■ EXTRACTED ENTRIES
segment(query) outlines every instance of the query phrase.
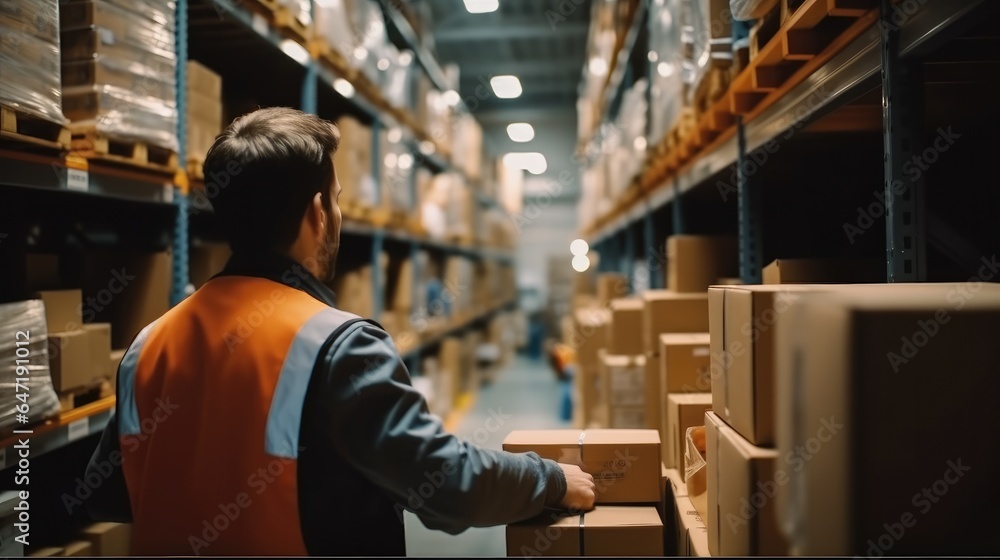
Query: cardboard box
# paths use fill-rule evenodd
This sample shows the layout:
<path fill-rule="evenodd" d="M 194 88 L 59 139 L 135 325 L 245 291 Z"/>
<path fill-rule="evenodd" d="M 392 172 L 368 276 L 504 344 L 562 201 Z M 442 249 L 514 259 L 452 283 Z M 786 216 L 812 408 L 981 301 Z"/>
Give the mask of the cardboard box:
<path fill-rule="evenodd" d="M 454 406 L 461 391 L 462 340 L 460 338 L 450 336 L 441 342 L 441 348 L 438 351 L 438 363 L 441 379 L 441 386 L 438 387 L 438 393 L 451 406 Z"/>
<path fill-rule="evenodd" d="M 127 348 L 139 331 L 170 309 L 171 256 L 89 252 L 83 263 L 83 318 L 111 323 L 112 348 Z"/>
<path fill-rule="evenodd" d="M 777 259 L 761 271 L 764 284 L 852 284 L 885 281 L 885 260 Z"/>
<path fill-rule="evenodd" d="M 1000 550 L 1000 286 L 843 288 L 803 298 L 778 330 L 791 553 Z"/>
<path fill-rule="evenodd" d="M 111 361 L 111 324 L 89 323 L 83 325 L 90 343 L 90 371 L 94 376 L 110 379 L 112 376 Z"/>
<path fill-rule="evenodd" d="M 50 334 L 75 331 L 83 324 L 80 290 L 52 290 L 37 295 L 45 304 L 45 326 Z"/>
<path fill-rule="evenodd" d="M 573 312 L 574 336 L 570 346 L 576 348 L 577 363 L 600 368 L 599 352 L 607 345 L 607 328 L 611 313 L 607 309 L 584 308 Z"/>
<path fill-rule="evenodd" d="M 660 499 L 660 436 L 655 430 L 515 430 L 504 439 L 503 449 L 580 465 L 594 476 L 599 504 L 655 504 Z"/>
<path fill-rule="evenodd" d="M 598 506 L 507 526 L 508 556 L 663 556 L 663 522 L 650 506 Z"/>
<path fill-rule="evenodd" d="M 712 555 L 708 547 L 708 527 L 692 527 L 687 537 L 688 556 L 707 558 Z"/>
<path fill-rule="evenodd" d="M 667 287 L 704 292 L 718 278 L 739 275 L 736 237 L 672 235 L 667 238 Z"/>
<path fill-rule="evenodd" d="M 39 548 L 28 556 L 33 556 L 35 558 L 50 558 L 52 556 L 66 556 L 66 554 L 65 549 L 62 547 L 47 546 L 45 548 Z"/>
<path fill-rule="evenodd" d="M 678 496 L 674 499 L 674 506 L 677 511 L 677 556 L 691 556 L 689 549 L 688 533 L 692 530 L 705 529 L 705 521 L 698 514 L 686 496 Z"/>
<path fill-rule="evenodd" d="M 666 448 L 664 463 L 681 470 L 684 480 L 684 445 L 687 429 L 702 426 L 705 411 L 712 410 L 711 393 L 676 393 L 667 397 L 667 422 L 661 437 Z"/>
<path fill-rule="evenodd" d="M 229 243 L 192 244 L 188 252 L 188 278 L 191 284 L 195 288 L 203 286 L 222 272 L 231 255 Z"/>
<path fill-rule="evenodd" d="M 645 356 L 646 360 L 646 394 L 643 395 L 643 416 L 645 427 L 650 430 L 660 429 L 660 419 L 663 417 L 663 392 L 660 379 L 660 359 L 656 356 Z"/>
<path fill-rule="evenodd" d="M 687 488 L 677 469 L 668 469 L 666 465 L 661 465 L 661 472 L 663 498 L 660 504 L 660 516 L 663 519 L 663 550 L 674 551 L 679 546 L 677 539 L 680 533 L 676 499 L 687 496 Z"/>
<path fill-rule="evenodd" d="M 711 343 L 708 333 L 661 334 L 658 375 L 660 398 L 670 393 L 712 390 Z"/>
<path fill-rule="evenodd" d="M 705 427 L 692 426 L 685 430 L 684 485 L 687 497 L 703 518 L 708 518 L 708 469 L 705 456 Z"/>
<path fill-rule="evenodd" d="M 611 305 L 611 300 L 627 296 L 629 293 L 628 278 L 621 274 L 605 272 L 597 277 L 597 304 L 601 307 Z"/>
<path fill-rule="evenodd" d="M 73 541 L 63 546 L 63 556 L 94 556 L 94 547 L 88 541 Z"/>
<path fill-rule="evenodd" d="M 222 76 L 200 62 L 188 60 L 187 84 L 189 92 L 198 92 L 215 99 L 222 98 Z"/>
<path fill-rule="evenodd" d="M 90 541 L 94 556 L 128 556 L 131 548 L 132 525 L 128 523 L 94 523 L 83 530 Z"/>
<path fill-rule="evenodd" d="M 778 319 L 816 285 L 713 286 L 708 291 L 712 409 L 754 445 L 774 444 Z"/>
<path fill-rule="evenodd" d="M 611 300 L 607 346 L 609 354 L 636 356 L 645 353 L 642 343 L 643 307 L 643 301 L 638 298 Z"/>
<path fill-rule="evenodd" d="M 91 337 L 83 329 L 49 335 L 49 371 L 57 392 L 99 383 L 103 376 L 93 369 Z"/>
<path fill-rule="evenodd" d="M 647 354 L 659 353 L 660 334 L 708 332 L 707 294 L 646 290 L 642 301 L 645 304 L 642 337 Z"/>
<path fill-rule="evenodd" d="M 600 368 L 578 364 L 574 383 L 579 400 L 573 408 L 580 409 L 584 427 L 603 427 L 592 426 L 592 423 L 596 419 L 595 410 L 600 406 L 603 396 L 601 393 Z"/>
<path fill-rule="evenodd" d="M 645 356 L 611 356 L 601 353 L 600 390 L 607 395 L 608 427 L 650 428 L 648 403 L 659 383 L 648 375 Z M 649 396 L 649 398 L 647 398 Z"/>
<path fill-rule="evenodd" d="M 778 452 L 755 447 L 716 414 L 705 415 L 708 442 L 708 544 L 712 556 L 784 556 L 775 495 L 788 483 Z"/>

■ WORK ITEM
Starting with the first line of the material above and ending with the line that holds "194 88 L 59", write out those lines exactly, without pictures.

■ FINAL ANSWER
segment(query) outlines every instance of the query phrase.
Query: cardboard box
# paths use fill-rule evenodd
This sample shows the layout:
<path fill-rule="evenodd" d="M 194 88 L 59 139 L 135 325 L 245 291 Z"/>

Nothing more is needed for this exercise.